Stated exercise: Leave the pictures out. Return all other data exactly.

Data in this exercise:
■ ■ ■ ■

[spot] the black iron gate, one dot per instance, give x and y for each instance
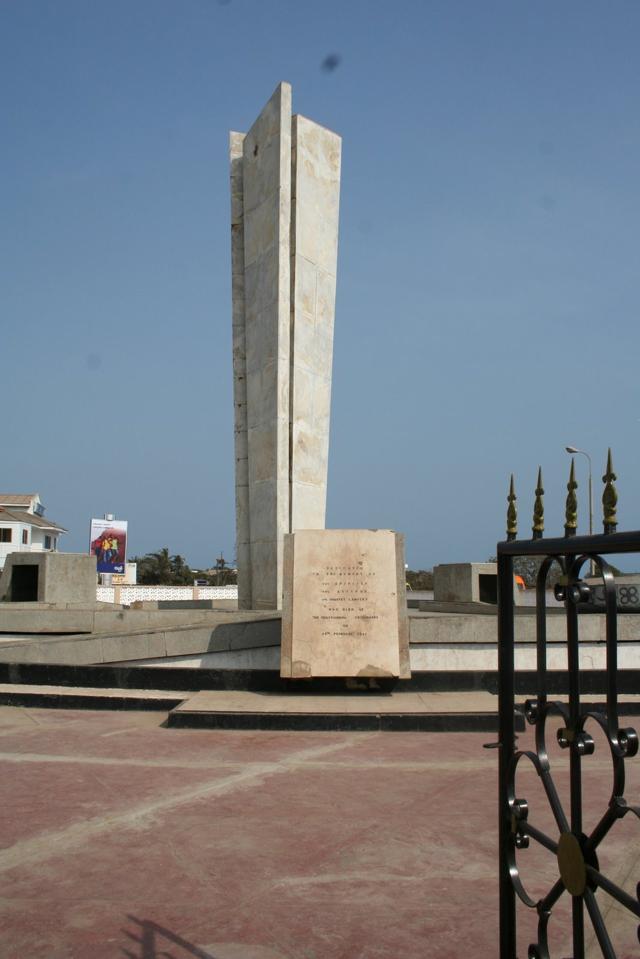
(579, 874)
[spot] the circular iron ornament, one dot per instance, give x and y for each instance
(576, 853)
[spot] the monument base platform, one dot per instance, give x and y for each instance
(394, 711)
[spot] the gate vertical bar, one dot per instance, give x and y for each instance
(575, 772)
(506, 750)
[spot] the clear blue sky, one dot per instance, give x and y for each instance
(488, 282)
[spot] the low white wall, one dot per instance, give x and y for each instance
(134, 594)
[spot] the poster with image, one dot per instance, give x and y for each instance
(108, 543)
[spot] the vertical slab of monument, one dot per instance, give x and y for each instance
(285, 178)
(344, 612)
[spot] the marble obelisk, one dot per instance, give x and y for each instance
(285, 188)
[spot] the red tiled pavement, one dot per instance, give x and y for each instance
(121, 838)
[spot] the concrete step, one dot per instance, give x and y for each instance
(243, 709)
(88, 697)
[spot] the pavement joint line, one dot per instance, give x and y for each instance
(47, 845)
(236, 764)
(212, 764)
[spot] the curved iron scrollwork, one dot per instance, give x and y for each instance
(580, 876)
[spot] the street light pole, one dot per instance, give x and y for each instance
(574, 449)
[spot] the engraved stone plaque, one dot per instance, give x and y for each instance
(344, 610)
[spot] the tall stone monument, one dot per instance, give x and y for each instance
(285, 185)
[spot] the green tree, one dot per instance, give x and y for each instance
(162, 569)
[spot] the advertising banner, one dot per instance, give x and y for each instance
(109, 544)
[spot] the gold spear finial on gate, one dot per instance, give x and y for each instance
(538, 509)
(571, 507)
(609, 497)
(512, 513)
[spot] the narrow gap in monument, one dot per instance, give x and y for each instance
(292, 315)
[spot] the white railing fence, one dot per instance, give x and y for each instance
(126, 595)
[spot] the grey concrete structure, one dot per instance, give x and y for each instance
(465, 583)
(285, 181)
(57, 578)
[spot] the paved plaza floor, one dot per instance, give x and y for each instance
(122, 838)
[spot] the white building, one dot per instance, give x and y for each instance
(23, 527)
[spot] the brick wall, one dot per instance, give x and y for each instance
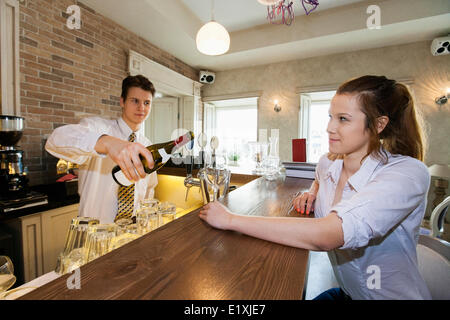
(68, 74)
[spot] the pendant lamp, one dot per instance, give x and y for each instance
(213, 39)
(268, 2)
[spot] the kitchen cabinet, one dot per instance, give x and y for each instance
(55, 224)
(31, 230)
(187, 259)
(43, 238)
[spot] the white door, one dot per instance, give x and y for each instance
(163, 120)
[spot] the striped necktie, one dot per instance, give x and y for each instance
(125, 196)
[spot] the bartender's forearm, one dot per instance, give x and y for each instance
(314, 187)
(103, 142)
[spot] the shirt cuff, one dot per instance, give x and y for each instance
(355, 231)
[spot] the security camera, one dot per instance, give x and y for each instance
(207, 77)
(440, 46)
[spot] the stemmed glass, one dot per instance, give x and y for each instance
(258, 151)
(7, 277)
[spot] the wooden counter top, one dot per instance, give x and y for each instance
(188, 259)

■ ■ ■ ■

Written solution:
[spot] the black iron gate, one dot per instance, give x and y for each instance
(579, 874)
[spot] the circular iron ornament, one dot per instance, give x and y for each instance
(576, 853)
[spot] the monument base platform, one dot per instance, give x and y for each instance
(394, 711)
[spot] the gate vertical bar, one dot per instance, give x and y for each instance
(575, 772)
(506, 750)
[spot] the clear blue sky, one dot per instance, give x and y for each instance
(488, 282)
[spot] the low white wall, one dot per instance, give x and y for each instance
(134, 594)
[spot] the poster with image, one dot per instance, give x and y for each instance
(108, 543)
[spot] the vertical slab of monument, one dot per instance, give x and y for each instance
(285, 178)
(344, 612)
[spot] the marble obelisk, one dot per instance, give x and y for each instance
(285, 188)
[spot] the red tiled pavement, one dot per instance, give x and y for each instance
(121, 838)
[spot] the concrete step, one dot per instance, give x and y for each instance
(243, 709)
(88, 697)
[spot] the pavement joint line, one dot per instance, give x and y for each instance
(47, 845)
(236, 764)
(212, 764)
[spot] the curved iron scrollwork, one dot per instance, give x and y for each instance
(580, 876)
[spot] the street light pole, one dot per instance, give x and y for each instance
(574, 449)
[spot] the engraved stone plaque, one dot per instance, give x and y for each instance
(344, 610)
[spot] the tall stone monument, one dot per instance, give x and y for each instance
(285, 185)
[spot] the green tree, one dot per instance, give x and y for each instance
(162, 569)
[spot] the advertising banner, one dot per instance, give x and y for each instance
(109, 544)
[spot] the gold spear finial on gate, one dot per instance, give x and y for each instance
(538, 509)
(571, 507)
(609, 497)
(512, 513)
[spot] the narrow gap in monument, one dot per instance, give x and y for each instance
(292, 315)
[spot] the white railing fence, one dot per instance, give x and y for each instance
(126, 595)
[spot] the grey concrete structure, one dot per instance, give x and y for each instance
(465, 583)
(285, 181)
(57, 578)
[spot] the paved plaza floor, one dot per instance, give x and y for each instance
(122, 838)
[spot] the white building, one dot per instance, give x and y for each instance
(23, 527)
[spot] the brick wall, one dot per instance, give x and y for each instance
(68, 74)
[spot] the pendant lamp, one dot per instance, give x and y for each instance
(213, 39)
(268, 2)
[spot] the kitchen cabinet, one dot per instance, give x and y for each instance
(55, 224)
(31, 230)
(187, 259)
(43, 238)
[spot] the white door, one dot per instance, give x and y for each instance
(163, 120)
[spot] the striped necktie, one dot per instance, give x and y for each instance
(125, 196)
[spot] the bartender's forearm, one dot per instance, give x and y for each instance
(314, 187)
(103, 142)
[spot] the shirt cuff, one dot per instance, give x and y for each instance
(355, 231)
[spot] the security camera, one dot per instance, give x and y for each instance
(207, 77)
(440, 46)
[spot] the stemmed glass, one dot per instance, give x and y for each instance
(258, 151)
(7, 277)
[spot] the wooden counter top, one dot per instance, give x and y for each instance
(188, 259)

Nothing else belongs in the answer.